__TEXT SHOWN__
"""

Today, I have a somewhat heavy topic to discuss.
That is, the blessing and a curse that is the anonymity of the internet.
Dun dun duuuuuunn!
Don’t worry, I’m also sharing this sensational recipe for curried potato noodles with kale, which will become your new go-to side dish at dinner.
You may have seen on the Inspiralized Facebook that my mother and I were interviewed for an article in the New York Times about mothers attending their daughters’ bachelorette parties.
When my mother asked me if she was invited to my bachelorette party, I was caught off guard. I wasn’t caught off guard because I would never want my mother there, I was just caught off guard because I didn’t know any other friends of mine who had their mothers there and didn’t think it was “normal.”
Now, let’s talk about normal for a second. What is “normal” for a bachelorette party?
Whatever normal is, I don’t care. It was my party – I’m celebrating a traditional milestone with my closest friends and sister. The bachelorette party is one of those fun times you get to be silly with your girlfriends, in anticipation of your big day. It’s basically an excuse to do something big and celebrate!
After that initial shock when my mother asked me if she was coming, my only reservation was my friends – would my friends be okay with it? I didn’t think twice about my mother being there, but I wanted to make sure it was a trip that my friends felt comfortable on, out of respect for their feelings and happiness.
When I asked my friends, they, in unison, said something to the effect of, “Oh my gosh, that would be SO MUCH FUN if your mom came!! She has to!”

"""

Region labeling records
"""

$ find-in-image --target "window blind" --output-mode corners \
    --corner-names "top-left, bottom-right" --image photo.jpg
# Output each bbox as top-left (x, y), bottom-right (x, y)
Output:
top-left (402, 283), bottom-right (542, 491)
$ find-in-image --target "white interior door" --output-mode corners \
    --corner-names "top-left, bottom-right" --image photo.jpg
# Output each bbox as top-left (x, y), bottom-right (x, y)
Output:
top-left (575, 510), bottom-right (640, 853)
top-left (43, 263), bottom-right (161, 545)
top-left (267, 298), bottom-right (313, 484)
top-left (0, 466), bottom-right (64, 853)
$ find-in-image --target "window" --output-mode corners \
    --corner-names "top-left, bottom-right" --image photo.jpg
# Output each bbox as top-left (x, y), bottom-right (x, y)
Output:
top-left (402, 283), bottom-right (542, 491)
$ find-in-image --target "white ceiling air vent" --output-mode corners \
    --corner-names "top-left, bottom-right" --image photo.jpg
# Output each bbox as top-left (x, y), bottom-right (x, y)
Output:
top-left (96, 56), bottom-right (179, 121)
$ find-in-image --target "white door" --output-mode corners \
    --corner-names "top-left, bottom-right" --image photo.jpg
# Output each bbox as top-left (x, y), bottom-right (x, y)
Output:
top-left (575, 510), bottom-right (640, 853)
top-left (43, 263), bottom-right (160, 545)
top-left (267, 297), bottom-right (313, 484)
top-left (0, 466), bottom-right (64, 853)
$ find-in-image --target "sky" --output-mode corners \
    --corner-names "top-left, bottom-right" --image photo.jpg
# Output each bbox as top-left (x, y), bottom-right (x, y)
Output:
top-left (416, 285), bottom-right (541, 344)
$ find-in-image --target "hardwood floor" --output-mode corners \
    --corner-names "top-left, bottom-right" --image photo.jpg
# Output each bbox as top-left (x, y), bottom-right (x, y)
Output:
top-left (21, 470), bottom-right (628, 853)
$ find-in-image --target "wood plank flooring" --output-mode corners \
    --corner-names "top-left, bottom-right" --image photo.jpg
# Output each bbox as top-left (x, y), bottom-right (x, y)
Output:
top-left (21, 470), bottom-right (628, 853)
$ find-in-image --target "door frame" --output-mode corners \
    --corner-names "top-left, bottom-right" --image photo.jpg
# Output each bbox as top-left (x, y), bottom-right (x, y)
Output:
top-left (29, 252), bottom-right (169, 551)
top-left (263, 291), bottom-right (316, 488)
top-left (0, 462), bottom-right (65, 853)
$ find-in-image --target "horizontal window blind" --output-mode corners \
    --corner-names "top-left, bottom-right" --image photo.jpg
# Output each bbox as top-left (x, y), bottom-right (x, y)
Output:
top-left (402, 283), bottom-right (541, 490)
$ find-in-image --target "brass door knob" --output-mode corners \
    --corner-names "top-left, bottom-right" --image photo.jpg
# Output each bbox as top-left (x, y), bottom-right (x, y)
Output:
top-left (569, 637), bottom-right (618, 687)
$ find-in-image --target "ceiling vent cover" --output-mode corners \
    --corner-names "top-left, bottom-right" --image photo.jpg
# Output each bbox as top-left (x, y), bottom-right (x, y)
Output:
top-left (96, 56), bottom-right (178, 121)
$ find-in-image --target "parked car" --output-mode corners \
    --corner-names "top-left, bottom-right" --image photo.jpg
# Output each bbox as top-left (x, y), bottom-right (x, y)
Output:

"""

__EXERCISES__
1. In the bachelorette party post, give the stretch from "That is, the" through "dish at dinner." again, substituting "delicious" for "sensational".
2. Please proceed with the bachelorette party post, writing on from its last sentence.

__PER-TASK ANSWERS__
1.
That is, the blessing and a curse that is the anonymity of the internet.
Dun dun duuuuuunn!
Don’t worry, I’m also sharing this delicious recipe for curried potato noodles with kale, which will become your new go-to side dish at dinner.

2.
My friends wanted my mother there, like I did, which was a relief and so I “formally” invited my mom. My sister bought her a cute “mother of the bride” t-shirt to wear while we were in Miami, which she really appreciated and loved.
While my mother stayed in a separate hotel from us (to be somewhere nicer and give us our space, if needed), she was there for every minute of the festivities – whether it was laying on the pool making us “Karen specials” (a drink we named after her – she makes a great grapefruit-vodka drink) or dancing at LIV, she was there.
Not only did I feel safer having my mother there (you always know your mother will have your back), but she added so much to the trip – she gave marriage advice to all of us, we talked about being women, and my mother shared some of her funny stories from first meeting Lu. She even pulled a mom move and got us a better table at LIV (none of us girls would have had the – ehem – balls to make that request.)
So, enter this New York Times article regarding said bachelorette party and my mother being there.
After reading one of the comments on the article that equated my mother to a Real Housewife who is “partying and dressing like [she’s] still in [her] 20s”, I almost wanted to cry.
My mother has been married to my father for 31 years, raised 3 children and has never worn a stiletto in her life (or at least not that I’ve ever seen.)
Then, I saw someone comment, “why would anyone want to trade-in being a mother for the role of older sister? They need to grow up.”
My mother is my mother, my role model and not an older sister, she’s a best friend. If I couldn’t confide in my mother the way I do, my life wouldn’t be nearly as great as it is. I’ve had to come to my mother with terrible news, and if I wasn’t as close as I am/was with her, those situations would have turned into worse ones.
I don’t want my mom to just be a “figure” and someone I keep at a distance. She’s someone I can go to when I need help or if I’m hungover and want to recap the night and laugh.
Finally, I stopped reading the comments when someone said: “Now you have to include your mother, as well as all your friends, in all you do for YOUR wedding? So much for the event being about you and your soon-to-be-spouse!”
This person obviously doesn’t have a close relationship with her mother, like I do. It’s not about “having” to do anything, it’s about wanting her there and a part of the process. And as I mentioned before, having my mother there actually made it more about Lu and the union that is marriage. She told hilarious stories about Lu and gave us all tips on how to make a marriage work.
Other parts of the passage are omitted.